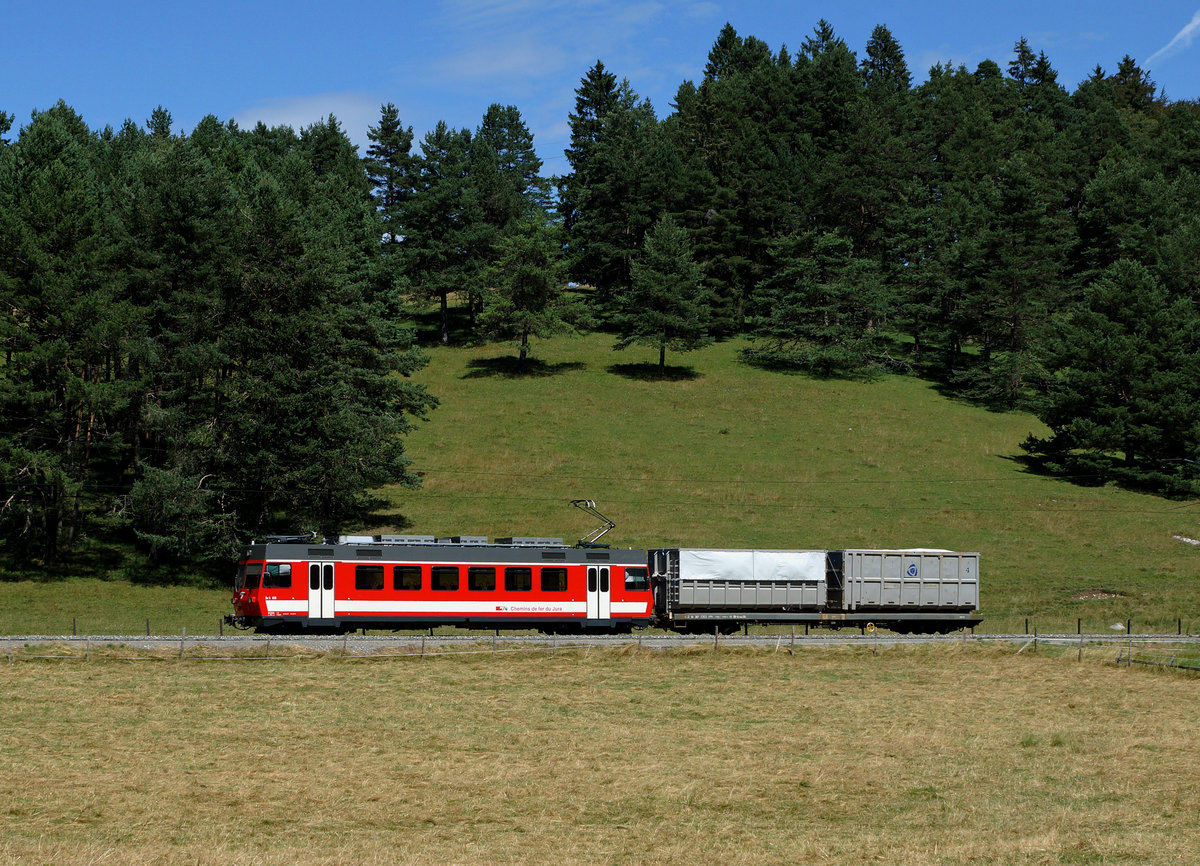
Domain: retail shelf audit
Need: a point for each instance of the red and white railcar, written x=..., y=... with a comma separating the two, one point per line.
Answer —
x=419, y=582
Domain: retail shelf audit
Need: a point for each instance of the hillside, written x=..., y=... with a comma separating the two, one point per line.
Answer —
x=724, y=455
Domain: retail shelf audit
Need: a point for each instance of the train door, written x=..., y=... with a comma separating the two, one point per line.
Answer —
x=321, y=590
x=599, y=593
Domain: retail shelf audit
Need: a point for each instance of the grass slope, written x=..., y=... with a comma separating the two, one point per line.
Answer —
x=723, y=455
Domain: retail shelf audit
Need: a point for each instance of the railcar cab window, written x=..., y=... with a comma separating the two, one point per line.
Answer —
x=553, y=579
x=444, y=578
x=367, y=577
x=517, y=579
x=277, y=576
x=406, y=578
x=250, y=575
x=481, y=578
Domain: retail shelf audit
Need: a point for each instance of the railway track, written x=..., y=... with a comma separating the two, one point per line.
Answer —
x=370, y=644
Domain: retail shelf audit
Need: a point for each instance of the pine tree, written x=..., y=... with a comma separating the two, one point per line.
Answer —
x=526, y=296
x=63, y=324
x=447, y=229
x=391, y=168
x=820, y=307
x=1126, y=367
x=666, y=306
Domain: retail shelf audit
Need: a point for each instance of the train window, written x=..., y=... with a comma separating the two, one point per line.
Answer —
x=444, y=578
x=367, y=577
x=407, y=578
x=277, y=576
x=553, y=579
x=481, y=578
x=517, y=579
x=250, y=575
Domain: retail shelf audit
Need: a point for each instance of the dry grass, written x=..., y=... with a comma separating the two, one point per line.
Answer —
x=912, y=756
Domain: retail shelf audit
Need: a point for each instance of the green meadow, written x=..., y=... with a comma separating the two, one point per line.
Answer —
x=717, y=453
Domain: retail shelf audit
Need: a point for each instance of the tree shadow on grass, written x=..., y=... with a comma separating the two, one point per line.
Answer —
x=653, y=372
x=510, y=367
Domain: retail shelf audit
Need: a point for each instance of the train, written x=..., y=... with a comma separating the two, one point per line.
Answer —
x=304, y=584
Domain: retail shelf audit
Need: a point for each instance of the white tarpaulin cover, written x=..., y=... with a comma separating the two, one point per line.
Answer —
x=751, y=565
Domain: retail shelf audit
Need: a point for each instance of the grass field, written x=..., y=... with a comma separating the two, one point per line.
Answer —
x=834, y=756
x=723, y=455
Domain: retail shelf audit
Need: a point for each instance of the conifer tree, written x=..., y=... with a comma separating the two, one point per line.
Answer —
x=667, y=305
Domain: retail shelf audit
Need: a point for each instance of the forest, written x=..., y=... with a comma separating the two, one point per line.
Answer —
x=209, y=335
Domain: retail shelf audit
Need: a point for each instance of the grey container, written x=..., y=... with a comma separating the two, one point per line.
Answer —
x=910, y=578
x=750, y=579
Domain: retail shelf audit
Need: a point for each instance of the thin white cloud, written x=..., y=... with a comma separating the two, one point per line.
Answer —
x=1181, y=41
x=354, y=110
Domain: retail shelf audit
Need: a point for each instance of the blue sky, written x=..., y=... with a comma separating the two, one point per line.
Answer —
x=295, y=62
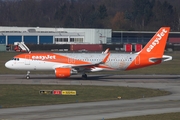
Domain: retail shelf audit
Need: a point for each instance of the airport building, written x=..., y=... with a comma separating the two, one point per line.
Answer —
x=38, y=35
x=41, y=38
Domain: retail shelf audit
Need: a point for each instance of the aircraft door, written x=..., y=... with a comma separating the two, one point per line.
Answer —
x=27, y=60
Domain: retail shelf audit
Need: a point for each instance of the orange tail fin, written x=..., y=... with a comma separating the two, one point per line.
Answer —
x=158, y=42
x=153, y=52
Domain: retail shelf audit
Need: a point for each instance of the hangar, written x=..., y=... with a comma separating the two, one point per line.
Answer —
x=38, y=35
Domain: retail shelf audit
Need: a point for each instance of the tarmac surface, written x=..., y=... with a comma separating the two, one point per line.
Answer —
x=98, y=110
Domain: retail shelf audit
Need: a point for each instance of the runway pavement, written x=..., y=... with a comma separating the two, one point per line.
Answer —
x=98, y=110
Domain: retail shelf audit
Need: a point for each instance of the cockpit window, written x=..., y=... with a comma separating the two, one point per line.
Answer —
x=16, y=59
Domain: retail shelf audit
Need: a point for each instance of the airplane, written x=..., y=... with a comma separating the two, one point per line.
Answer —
x=67, y=64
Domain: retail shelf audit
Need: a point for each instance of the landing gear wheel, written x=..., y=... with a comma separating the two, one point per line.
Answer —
x=84, y=76
x=27, y=77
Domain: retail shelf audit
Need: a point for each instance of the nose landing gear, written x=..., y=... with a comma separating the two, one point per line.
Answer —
x=28, y=76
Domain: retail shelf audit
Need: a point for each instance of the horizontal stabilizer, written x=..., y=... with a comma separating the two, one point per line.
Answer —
x=163, y=59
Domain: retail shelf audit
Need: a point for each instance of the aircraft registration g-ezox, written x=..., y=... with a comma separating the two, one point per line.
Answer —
x=67, y=64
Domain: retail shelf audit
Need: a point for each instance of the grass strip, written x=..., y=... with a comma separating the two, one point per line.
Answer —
x=28, y=95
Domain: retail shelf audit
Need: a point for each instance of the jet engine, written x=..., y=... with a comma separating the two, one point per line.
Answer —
x=63, y=72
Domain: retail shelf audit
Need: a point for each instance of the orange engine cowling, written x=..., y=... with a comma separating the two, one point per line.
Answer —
x=63, y=72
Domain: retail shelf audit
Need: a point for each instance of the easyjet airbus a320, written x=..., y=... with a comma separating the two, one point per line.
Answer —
x=67, y=64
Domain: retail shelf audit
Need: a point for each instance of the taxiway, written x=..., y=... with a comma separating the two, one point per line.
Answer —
x=98, y=110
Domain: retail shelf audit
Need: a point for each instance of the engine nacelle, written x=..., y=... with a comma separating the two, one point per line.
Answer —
x=63, y=72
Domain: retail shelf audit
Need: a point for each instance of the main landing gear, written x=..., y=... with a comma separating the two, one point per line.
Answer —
x=28, y=76
x=84, y=76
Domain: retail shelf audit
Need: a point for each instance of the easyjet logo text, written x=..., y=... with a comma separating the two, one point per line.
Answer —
x=157, y=40
x=43, y=57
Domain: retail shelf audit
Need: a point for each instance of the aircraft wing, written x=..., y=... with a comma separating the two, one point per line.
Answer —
x=93, y=65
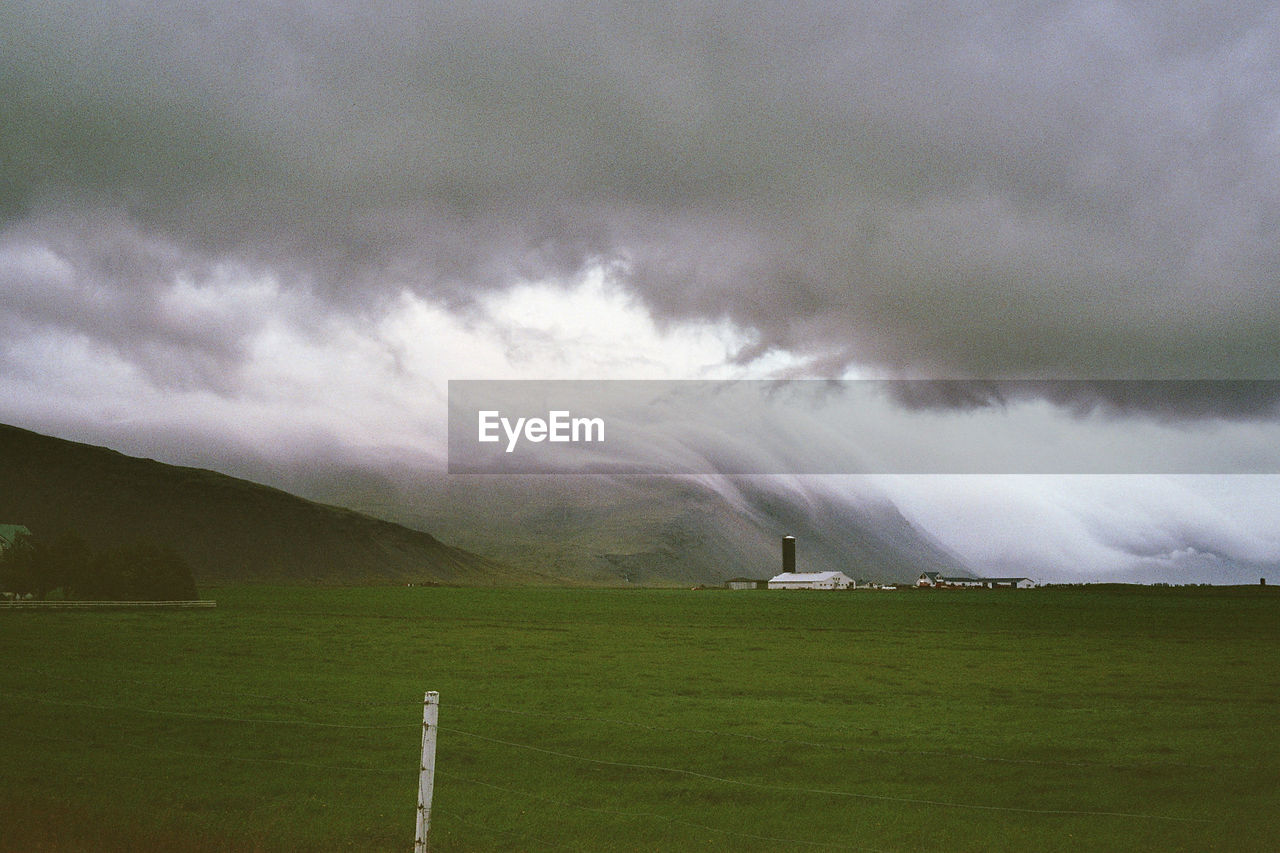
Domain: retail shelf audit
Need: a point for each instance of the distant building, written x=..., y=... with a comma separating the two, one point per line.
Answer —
x=1010, y=583
x=937, y=580
x=745, y=583
x=810, y=580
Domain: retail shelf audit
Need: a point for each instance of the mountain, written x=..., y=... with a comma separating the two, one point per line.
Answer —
x=229, y=530
x=652, y=530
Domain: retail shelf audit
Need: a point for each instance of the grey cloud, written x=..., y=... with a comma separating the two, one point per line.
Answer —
x=960, y=190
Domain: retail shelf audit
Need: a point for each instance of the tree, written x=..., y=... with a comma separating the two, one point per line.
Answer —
x=19, y=566
x=138, y=571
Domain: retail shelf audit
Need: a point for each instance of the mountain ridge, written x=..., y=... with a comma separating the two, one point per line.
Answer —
x=229, y=529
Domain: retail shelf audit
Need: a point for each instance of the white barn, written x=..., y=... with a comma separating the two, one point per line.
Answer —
x=810, y=580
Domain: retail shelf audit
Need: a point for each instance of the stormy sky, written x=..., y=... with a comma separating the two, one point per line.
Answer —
x=260, y=236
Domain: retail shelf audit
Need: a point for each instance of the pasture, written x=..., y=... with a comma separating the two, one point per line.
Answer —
x=288, y=719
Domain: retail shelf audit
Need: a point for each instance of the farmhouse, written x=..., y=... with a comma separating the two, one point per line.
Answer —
x=810, y=580
x=1010, y=583
x=745, y=583
x=937, y=580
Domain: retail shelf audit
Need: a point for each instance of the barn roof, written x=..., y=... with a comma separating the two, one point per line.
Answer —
x=807, y=576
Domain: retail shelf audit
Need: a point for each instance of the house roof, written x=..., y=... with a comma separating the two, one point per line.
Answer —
x=807, y=576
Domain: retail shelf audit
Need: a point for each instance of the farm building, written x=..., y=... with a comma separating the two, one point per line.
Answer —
x=937, y=580
x=745, y=583
x=810, y=580
x=1010, y=583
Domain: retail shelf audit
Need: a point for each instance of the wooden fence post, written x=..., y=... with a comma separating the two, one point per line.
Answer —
x=426, y=772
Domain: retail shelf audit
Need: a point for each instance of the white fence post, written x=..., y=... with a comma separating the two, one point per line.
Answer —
x=426, y=775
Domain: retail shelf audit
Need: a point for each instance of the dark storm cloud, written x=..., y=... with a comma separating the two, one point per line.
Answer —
x=960, y=190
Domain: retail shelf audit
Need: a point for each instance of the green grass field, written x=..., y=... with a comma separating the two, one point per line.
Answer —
x=649, y=720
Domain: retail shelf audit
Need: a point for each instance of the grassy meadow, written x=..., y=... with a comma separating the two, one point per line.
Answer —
x=288, y=719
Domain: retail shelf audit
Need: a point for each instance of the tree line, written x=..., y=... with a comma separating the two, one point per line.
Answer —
x=71, y=568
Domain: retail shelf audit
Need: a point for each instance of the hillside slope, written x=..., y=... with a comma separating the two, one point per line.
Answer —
x=661, y=530
x=229, y=530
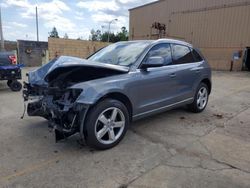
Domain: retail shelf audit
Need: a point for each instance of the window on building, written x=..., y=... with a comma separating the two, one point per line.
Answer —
x=162, y=50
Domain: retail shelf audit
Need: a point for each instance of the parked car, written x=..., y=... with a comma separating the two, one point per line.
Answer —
x=10, y=71
x=98, y=97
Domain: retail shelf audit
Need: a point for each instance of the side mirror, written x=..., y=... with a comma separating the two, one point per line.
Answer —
x=153, y=62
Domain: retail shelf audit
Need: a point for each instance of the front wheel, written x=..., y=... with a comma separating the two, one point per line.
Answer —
x=200, y=99
x=106, y=124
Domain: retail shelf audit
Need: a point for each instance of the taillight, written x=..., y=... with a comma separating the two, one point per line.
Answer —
x=13, y=59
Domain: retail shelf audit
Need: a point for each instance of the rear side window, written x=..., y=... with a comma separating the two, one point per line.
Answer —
x=162, y=50
x=196, y=55
x=182, y=54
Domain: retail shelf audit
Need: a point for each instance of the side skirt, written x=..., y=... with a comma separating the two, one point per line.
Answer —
x=162, y=109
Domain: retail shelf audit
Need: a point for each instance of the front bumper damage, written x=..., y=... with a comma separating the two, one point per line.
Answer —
x=64, y=114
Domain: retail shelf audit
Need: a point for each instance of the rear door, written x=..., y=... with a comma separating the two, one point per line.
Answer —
x=157, y=86
x=188, y=70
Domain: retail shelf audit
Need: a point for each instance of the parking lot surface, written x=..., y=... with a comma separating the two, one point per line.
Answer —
x=173, y=149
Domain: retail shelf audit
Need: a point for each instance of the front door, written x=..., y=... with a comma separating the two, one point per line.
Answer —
x=156, y=86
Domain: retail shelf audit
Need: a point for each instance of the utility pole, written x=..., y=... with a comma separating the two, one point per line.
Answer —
x=109, y=27
x=1, y=33
x=37, y=32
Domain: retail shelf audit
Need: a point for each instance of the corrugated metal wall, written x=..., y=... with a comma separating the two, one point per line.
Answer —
x=218, y=27
x=193, y=20
x=224, y=27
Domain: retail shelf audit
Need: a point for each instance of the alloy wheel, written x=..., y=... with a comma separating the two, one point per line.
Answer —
x=109, y=125
x=202, y=98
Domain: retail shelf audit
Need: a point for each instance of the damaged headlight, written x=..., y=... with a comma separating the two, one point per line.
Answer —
x=68, y=96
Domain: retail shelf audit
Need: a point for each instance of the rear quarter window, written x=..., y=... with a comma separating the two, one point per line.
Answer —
x=182, y=54
x=196, y=55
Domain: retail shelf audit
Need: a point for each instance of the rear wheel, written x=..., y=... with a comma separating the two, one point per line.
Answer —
x=106, y=124
x=200, y=99
x=9, y=82
x=15, y=86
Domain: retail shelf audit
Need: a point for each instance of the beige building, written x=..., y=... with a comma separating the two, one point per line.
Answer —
x=220, y=28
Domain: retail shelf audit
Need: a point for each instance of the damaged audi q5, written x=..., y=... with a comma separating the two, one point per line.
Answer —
x=99, y=96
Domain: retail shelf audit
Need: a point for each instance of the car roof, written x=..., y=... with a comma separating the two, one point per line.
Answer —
x=164, y=40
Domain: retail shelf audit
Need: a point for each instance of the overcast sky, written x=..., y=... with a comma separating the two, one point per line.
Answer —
x=74, y=17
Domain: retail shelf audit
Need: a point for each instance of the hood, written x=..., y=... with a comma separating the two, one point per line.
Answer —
x=72, y=69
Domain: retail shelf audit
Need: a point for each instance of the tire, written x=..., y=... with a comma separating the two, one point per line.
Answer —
x=199, y=104
x=102, y=131
x=9, y=82
x=15, y=86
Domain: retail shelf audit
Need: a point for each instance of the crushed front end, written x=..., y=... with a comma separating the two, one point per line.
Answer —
x=51, y=92
x=56, y=105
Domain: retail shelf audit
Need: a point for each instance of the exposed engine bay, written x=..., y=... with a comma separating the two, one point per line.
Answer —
x=49, y=93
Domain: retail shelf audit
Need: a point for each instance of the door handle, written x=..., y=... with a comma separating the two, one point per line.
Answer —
x=173, y=75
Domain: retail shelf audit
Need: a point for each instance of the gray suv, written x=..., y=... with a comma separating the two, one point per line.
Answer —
x=100, y=96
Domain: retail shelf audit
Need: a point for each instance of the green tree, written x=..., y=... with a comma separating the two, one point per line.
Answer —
x=123, y=34
x=95, y=35
x=66, y=36
x=54, y=33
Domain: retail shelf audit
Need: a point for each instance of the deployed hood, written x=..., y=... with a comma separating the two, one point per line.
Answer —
x=69, y=70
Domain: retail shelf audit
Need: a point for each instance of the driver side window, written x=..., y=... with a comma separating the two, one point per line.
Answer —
x=161, y=50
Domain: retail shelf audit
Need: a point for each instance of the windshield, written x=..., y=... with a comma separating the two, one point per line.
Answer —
x=124, y=53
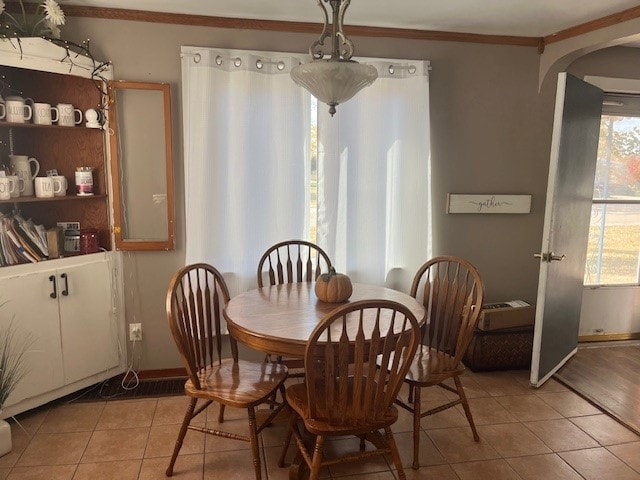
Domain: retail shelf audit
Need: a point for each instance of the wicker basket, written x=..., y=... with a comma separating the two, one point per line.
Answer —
x=508, y=349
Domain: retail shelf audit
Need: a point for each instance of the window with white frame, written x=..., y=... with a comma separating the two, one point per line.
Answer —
x=613, y=252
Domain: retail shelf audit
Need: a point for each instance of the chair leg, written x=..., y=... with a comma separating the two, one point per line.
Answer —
x=287, y=441
x=183, y=431
x=395, y=455
x=253, y=439
x=416, y=427
x=465, y=405
x=316, y=462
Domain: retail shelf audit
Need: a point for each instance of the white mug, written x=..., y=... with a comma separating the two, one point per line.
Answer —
x=6, y=188
x=19, y=185
x=21, y=164
x=17, y=111
x=46, y=187
x=68, y=116
x=59, y=185
x=44, y=114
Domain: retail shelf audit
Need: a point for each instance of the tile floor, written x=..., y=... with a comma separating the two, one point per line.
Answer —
x=546, y=434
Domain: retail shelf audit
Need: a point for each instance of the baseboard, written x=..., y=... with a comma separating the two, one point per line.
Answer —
x=162, y=373
x=609, y=337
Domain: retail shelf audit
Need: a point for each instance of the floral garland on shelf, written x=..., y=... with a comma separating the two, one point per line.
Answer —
x=45, y=21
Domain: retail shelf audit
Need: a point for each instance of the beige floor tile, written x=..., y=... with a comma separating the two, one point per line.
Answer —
x=19, y=442
x=599, y=464
x=605, y=430
x=439, y=472
x=171, y=410
x=187, y=467
x=59, y=472
x=568, y=403
x=512, y=440
x=629, y=453
x=127, y=414
x=451, y=417
x=487, y=411
x=501, y=383
x=73, y=417
x=429, y=454
x=234, y=465
x=162, y=440
x=239, y=426
x=272, y=455
x=485, y=470
x=55, y=449
x=527, y=408
x=543, y=467
x=550, y=386
x=112, y=445
x=457, y=445
x=341, y=446
x=125, y=470
x=561, y=435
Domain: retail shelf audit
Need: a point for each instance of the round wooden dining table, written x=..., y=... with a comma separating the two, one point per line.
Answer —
x=279, y=319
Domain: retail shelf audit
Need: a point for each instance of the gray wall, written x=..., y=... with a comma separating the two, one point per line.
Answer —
x=490, y=134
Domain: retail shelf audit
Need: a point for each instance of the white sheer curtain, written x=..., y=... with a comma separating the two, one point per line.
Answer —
x=374, y=216
x=246, y=142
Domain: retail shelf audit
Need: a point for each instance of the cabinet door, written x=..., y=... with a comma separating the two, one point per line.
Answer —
x=28, y=303
x=87, y=321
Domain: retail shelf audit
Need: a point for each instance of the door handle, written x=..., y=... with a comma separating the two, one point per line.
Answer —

● ● ●

- [YOUR ASSIGNMENT] Count each line above where the string "grey" occurs. Give the number only.

- [YOUR RESPONSE] 2